How to Build Agentic RAG with SmolAgents?

Pankaj Singh Last Updated : 15 Jan, 2025
10 min read

Building an Agentic Retrieval-Augmented Generation (RAG) system with SmolAgents enables the development of AI agents capable of autonomous decision-making and task execution. SmolAgents, a minimalist library by Hugging Face, facilitates the creation of such agents in a concise and efficient manner. In this article, we will go step by step to build the Agentic RAG with SmolAgents.

Read on!

What is SmolAgents?

SmolAgents is a cutting-edge library developed by Hugging Face to simplify the creation of intelligent agents capable of performing complex tasks. Designed with a minimalist philosophy, the library encapsulates agent logic in approximately 1,000 lines of code, making it both lightweight and powerful. Its intuitive design ensures ease of use without compromising on advanced functionalities.

Core Features of SmolAgents

Core Features of SmolAgents
Source: Hugging Face
  1. Code Agents:
    • SmolAgents specializes in “Code Agents” that can autonomously generate and execute code to perform user-defined tasks.
    • These agents can be securely executed in sandboxed environments like E2B, ensuring safe operation without unintended consequences.

□ □ □ □ □ □ □

__What you will do__
a. According to the SmolAgents article, about how many lines of code does the library use to encapsulate agent logic?
b. List the title of the SmolAgents article and each of its section headings, counting a repeated heading only once.

(Extracted data entries)
□ □ □ □ □ □ □

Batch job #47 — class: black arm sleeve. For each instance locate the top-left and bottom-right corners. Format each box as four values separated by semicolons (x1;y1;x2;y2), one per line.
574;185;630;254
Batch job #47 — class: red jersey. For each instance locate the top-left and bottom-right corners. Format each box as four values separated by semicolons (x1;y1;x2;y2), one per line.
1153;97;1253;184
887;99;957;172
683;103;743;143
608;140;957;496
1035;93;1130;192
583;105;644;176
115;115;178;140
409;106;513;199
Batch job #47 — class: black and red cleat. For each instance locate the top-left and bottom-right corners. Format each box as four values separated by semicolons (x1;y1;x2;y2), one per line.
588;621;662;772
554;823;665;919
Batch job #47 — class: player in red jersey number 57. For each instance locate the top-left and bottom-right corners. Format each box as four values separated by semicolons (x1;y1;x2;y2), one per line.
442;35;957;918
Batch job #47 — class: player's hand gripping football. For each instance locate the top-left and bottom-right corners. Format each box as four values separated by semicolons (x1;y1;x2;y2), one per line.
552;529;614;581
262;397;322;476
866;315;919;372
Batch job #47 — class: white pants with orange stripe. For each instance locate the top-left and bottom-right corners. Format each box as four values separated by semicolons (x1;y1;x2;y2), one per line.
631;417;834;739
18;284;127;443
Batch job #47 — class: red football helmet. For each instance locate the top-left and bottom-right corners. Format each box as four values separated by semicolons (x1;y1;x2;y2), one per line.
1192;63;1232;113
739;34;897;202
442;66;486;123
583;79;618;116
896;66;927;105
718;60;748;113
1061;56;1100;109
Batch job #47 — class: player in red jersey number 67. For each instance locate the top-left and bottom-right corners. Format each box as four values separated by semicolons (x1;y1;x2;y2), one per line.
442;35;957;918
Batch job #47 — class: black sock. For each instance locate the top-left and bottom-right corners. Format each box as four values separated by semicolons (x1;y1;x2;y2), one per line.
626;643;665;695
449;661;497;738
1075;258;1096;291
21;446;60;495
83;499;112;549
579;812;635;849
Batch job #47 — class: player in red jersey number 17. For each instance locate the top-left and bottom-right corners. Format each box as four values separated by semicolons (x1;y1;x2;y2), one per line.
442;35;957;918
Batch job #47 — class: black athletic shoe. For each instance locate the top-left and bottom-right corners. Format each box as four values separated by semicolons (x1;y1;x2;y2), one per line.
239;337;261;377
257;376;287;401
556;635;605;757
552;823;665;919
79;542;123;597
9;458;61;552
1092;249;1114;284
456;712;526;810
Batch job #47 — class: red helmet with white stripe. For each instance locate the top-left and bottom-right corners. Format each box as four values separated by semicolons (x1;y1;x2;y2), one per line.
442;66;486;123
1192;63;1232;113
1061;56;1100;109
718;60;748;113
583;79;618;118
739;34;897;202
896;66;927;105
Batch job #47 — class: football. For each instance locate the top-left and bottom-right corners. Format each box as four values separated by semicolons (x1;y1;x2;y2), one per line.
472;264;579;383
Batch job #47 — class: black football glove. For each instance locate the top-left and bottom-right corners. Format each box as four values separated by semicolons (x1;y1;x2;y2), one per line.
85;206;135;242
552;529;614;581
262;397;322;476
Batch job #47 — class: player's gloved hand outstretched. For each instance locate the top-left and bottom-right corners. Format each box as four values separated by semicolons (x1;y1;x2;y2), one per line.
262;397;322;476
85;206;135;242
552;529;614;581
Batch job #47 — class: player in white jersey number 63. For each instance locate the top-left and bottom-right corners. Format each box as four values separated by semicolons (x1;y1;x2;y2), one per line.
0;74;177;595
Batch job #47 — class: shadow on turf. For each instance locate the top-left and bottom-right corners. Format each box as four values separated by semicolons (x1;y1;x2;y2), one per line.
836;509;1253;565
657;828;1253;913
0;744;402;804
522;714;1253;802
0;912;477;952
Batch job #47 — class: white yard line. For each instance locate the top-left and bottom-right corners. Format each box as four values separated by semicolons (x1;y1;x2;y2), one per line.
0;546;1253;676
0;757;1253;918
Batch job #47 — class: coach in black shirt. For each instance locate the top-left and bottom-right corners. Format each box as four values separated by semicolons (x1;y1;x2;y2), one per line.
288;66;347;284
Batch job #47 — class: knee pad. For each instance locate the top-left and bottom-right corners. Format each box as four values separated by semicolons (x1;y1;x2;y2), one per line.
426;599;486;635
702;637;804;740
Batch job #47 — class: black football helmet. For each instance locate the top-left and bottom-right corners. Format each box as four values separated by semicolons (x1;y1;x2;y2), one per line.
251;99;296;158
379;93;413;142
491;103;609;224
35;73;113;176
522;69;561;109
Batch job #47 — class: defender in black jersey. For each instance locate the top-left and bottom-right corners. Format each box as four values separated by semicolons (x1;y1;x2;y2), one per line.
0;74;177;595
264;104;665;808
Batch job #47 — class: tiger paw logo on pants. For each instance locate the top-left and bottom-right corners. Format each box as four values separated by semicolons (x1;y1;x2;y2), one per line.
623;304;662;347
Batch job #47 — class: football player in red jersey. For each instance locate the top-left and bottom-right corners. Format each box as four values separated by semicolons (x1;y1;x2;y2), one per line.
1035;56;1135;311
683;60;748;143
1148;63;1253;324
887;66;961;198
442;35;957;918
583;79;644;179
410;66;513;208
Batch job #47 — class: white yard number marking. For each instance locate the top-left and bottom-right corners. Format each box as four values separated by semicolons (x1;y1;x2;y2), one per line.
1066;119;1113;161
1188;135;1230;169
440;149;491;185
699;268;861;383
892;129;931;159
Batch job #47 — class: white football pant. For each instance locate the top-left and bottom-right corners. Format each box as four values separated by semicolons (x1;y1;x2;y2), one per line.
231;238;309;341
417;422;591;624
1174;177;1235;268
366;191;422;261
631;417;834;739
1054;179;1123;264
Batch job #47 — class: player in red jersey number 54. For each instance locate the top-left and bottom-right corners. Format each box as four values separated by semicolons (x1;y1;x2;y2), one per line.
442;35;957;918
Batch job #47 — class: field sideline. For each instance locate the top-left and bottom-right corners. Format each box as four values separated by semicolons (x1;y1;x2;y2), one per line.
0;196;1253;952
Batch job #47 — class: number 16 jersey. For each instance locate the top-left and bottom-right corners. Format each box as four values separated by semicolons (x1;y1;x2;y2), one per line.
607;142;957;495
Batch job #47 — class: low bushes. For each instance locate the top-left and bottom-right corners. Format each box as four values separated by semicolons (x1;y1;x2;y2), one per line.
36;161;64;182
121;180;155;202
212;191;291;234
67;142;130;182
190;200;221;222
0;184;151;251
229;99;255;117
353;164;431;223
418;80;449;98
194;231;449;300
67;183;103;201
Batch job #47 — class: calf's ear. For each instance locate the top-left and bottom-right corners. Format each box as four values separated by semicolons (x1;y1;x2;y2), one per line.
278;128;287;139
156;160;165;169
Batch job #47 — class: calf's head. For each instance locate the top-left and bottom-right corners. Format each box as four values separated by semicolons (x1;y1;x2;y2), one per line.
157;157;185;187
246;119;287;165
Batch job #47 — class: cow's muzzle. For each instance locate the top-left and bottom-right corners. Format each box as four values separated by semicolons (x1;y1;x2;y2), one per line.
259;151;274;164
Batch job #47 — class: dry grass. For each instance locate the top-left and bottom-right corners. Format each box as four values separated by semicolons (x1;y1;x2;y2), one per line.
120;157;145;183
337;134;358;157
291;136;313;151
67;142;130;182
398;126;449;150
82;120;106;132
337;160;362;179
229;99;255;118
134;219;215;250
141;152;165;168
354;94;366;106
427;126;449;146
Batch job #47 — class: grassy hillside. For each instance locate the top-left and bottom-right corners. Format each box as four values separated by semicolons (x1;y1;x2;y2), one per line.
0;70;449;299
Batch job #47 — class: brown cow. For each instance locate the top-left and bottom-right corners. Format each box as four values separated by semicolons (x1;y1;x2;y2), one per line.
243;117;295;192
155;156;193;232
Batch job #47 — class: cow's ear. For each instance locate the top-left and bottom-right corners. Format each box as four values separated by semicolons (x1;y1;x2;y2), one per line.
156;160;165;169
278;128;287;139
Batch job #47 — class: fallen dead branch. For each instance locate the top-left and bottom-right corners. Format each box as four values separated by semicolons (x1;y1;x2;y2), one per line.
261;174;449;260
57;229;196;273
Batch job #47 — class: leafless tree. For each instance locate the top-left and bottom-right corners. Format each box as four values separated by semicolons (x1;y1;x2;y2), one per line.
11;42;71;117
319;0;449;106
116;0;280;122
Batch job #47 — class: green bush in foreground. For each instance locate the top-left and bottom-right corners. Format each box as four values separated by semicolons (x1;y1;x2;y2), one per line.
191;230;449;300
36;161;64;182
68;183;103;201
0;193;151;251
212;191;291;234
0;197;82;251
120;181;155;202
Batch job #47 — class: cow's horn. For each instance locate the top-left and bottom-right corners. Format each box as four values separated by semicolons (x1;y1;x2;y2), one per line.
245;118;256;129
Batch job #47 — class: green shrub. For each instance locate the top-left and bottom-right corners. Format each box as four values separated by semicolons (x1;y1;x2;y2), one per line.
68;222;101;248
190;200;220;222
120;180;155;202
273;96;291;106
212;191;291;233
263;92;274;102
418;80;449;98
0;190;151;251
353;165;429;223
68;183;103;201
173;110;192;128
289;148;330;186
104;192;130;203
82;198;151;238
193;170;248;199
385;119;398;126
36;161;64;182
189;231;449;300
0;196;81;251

□ □ □ □ □ □ □

__Answers by task__
a. Approximately 1,000 lines of code.

b.
How to Build Agentic RAG with SmolAgents?
What is SmolAgents?
Core Features of SmolAgents